EXTRACTED TEXT:
The French command form, called impératif in French, is a common French mood that you should be familiar with. It is used to give orders, make requests, and also give recommendations and advice. But how and when do we make these French commands?

In this post, we’ll teach you everything you need to know about the French imperative: in what context you should use it, how to form and conjugate French commands, and how to use l’impératif with object pronouns. We’ll also touch on the l’impératif passé, the French past imperative, which is a rarer imperative tense.

French commands: Usages

The impératif présent is quite a frequent tense in French language, equivalent to the English imperative form.

Its main purpose is to give orders and commands. Depending on the tone, it can also be used to make requests (polite commands), give recommendations, and express desires.

RECORDS PROVIDED:
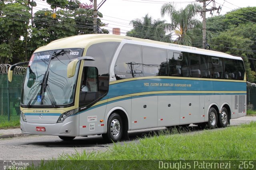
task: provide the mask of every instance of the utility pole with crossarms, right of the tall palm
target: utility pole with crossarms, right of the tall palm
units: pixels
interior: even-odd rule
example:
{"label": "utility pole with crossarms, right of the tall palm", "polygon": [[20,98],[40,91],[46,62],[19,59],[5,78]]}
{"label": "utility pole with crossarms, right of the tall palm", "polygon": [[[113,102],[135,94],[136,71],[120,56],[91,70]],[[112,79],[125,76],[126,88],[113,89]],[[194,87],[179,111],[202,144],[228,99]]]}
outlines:
{"label": "utility pole with crossarms, right of the tall palm", "polygon": [[[201,12],[201,16],[203,17],[203,48],[206,49],[206,12],[210,11],[210,14],[213,14],[212,11],[218,10],[217,13],[220,14],[219,10],[221,10],[221,7],[219,8],[215,7],[215,0],[196,0],[197,2],[202,2],[203,3],[203,10],[198,11]],[[210,4],[210,2],[206,5],[206,2],[210,1],[213,3],[212,8],[206,9],[206,6]]]}

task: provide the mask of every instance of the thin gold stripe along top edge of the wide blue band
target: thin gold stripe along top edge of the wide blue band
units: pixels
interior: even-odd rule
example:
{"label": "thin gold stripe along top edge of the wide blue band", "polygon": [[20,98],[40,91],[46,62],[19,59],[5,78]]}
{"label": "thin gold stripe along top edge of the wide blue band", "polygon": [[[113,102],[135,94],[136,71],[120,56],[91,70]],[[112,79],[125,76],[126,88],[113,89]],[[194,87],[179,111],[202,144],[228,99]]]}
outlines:
{"label": "thin gold stripe along top edge of the wide blue band", "polygon": [[136,78],[116,80],[116,81],[109,82],[109,84],[112,85],[112,84],[122,83],[122,82],[126,82],[126,81],[143,80],[143,79],[183,79],[183,80],[227,81],[227,82],[246,83],[245,78],[244,78],[244,80],[228,80],[228,79],[206,79],[206,78],[194,78],[194,77],[150,76],[150,77],[136,77]]}

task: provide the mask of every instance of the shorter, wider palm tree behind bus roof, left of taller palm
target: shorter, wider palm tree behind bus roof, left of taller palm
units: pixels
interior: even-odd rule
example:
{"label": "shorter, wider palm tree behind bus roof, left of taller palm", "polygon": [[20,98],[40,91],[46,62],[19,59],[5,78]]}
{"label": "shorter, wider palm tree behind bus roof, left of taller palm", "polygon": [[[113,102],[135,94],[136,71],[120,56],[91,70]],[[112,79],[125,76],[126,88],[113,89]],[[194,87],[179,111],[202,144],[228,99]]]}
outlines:
{"label": "shorter, wider palm tree behind bus roof, left of taller palm", "polygon": [[171,30],[171,24],[165,23],[165,20],[153,20],[151,16],[146,14],[142,19],[132,20],[133,29],[126,32],[126,36],[156,40],[162,42],[170,42],[170,35],[166,35],[166,31]]}

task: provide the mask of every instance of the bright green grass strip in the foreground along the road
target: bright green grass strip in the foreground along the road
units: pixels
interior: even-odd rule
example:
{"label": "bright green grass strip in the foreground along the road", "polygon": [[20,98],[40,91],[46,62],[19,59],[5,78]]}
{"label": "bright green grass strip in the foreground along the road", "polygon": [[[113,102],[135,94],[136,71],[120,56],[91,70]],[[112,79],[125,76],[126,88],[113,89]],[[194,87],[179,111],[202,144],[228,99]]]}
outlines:
{"label": "bright green grass strip in the foreground along the road", "polygon": [[106,152],[84,150],[72,155],[63,154],[57,160],[42,162],[32,169],[137,169],[142,168],[140,166],[146,160],[153,160],[144,162],[147,168],[158,162],[154,160],[255,160],[255,128],[256,122],[251,122],[192,133],[162,130],[160,134],[139,139],[139,143],[116,143]]}

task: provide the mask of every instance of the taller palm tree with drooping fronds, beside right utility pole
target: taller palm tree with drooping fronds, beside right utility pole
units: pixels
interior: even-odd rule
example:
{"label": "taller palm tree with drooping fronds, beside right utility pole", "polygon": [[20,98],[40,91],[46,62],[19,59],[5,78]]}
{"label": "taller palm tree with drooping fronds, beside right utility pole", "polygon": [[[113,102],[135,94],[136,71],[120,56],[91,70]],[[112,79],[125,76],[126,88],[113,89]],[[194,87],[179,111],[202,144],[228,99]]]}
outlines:
{"label": "taller palm tree with drooping fronds, beside right utility pole", "polygon": [[[201,10],[202,6],[196,3],[188,4],[184,9],[176,10],[172,4],[164,4],[161,8],[162,17],[167,14],[171,19],[171,24],[174,26],[175,34],[178,38],[174,41],[178,44],[192,46],[191,34],[187,34],[190,29],[198,28],[200,21],[196,20],[197,11]],[[193,30],[194,32],[196,30]],[[201,33],[202,34],[202,33]]]}

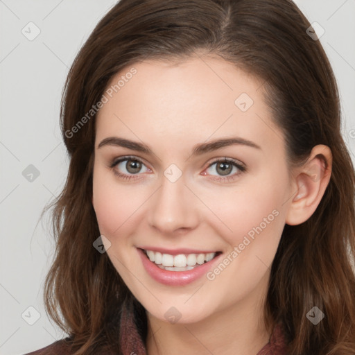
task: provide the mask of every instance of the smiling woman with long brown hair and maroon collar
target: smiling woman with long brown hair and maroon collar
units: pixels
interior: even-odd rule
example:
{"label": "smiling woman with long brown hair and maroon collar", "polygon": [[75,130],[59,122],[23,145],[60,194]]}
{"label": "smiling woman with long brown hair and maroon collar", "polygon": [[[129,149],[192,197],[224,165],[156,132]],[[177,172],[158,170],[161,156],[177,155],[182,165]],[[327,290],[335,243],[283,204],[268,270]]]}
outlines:
{"label": "smiling woman with long brown hair and maroon collar", "polygon": [[288,0],[121,0],[62,101],[31,354],[355,354],[354,166]]}

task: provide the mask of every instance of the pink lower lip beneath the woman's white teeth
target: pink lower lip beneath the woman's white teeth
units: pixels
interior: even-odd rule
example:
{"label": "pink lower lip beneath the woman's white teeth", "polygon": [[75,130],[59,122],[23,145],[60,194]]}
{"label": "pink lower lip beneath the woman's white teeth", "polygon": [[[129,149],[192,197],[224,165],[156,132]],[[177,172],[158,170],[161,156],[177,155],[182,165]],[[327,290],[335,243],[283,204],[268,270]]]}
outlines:
{"label": "pink lower lip beneath the woman's white teeth", "polygon": [[148,272],[148,274],[155,279],[155,281],[160,282],[161,284],[169,285],[169,286],[184,286],[190,284],[191,282],[200,279],[203,275],[206,275],[209,270],[211,270],[212,266],[216,261],[220,258],[219,254],[214,259],[208,261],[207,263],[203,263],[202,265],[196,266],[191,270],[186,271],[168,271],[159,268],[156,263],[150,261],[146,256],[146,253],[137,248],[139,256],[141,257],[141,261],[143,263],[144,268]]}

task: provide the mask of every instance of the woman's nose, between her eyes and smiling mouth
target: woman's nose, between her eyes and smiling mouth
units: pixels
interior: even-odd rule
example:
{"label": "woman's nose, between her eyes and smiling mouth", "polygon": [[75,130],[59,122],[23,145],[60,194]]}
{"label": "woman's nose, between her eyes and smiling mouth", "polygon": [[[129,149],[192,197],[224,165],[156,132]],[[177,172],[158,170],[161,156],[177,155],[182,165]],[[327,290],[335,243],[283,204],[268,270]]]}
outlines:
{"label": "woman's nose, between her eyes and smiling mouth", "polygon": [[171,182],[163,175],[162,185],[150,198],[148,223],[165,236],[186,233],[199,223],[198,203],[182,177]]}

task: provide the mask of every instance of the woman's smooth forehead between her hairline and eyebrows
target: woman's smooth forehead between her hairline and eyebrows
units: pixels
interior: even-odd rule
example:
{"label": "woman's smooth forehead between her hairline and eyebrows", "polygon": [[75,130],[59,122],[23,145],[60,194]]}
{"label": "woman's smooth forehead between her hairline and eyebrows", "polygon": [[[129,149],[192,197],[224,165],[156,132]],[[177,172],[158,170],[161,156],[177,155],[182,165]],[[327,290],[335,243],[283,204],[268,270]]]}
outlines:
{"label": "woman's smooth forehead between her hairline and eyebrows", "polygon": [[113,135],[175,147],[182,138],[192,146],[226,135],[275,141],[261,81],[222,59],[139,62],[117,73],[110,88],[96,117],[96,141]]}

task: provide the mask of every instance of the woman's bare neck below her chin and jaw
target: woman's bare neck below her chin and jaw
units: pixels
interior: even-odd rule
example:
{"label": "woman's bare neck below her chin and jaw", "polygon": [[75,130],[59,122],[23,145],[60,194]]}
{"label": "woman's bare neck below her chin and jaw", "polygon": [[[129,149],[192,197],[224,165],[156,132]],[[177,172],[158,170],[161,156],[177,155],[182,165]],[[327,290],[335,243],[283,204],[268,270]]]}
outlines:
{"label": "woman's bare neck below her chin and jaw", "polygon": [[263,323],[266,293],[257,291],[195,323],[171,324],[147,313],[147,354],[257,354],[270,339]]}

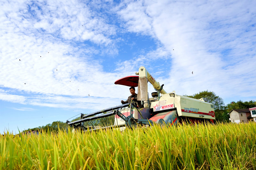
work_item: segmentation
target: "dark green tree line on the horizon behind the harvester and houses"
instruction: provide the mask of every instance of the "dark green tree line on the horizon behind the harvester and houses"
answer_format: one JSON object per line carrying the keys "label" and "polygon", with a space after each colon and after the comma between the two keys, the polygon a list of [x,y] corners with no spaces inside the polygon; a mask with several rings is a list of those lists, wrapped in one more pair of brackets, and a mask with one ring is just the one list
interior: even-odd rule
{"label": "dark green tree line on the horizon behind the harvester and houses", "polygon": [[[252,108],[256,107],[256,102],[251,100],[249,102],[243,102],[241,100],[235,102],[232,101],[229,104],[225,105],[224,100],[217,96],[215,92],[213,91],[200,91],[199,93],[193,94],[193,95],[184,95],[186,97],[191,97],[195,99],[200,99],[203,98],[205,102],[212,103],[214,107],[214,112],[215,112],[215,122],[229,122],[229,116],[228,113],[232,109],[245,109],[245,108]],[[79,118],[76,118],[77,120]],[[75,120],[76,120],[75,119]],[[62,121],[54,121],[52,123],[49,123],[45,126],[39,126],[37,128],[31,128],[24,130],[23,132],[26,131],[34,131],[34,130],[44,130],[45,132],[58,132],[60,130],[67,130],[67,124],[62,122]]]}

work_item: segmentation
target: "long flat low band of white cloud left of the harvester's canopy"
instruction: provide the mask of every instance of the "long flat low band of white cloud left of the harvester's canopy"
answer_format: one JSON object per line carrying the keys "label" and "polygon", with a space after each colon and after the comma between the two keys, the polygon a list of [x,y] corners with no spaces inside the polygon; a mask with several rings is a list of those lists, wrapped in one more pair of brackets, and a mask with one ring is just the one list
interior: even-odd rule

WHAT YOU WILL DO: Reproduce the passage on French commands between "The impératif présent is quite" and "and express desires.", inclusive. This material was taken from a separate source.

RESPONSE TO THIS TASK:
The impératif présent is quite a frequent tense in French language, equivalent to the English imperative form.

Its main purpose is to give orders and commands. Depending on the tone, it can also be used to make requests (polite commands), give recommendations, and express desires.